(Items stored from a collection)
★ ★ ★

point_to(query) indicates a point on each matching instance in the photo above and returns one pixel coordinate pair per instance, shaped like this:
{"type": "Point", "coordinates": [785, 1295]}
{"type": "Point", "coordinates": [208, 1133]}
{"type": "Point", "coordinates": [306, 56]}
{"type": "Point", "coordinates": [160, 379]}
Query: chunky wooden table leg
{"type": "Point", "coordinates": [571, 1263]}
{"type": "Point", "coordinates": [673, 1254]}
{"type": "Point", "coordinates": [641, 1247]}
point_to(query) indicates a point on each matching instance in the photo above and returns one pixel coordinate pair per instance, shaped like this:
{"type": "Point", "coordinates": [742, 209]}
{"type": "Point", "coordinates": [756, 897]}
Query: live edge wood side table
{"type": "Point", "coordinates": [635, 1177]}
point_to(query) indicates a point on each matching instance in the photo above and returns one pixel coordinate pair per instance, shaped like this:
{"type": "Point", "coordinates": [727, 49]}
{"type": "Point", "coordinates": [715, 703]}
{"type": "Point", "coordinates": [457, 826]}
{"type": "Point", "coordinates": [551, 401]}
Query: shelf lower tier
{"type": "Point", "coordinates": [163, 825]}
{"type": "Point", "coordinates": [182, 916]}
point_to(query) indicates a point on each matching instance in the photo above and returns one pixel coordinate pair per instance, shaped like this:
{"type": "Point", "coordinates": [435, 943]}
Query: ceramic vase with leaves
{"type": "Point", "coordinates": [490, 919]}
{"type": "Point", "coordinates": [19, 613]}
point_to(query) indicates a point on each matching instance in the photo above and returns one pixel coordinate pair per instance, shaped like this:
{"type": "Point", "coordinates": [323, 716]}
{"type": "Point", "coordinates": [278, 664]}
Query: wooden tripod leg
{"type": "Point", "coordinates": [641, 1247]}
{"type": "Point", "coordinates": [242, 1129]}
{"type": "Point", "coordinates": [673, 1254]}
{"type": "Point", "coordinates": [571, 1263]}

★ ★ ★

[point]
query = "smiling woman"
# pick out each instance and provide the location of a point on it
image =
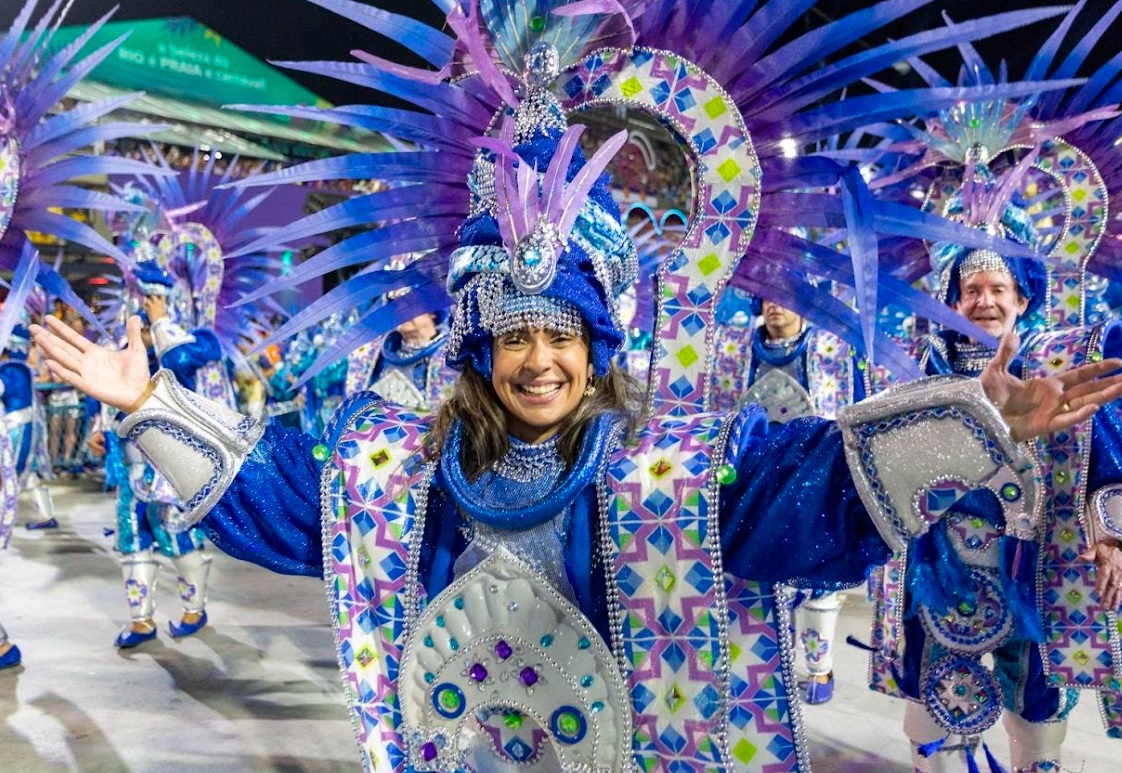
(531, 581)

★ ★ ★

TASK GOAL
Extract each line of the records that contains the word "wooden", treating uppercase and lowercase letters as different.

SOLVED PROBLEM
Query: chunky wooden table leg
Query: wooden tripod leg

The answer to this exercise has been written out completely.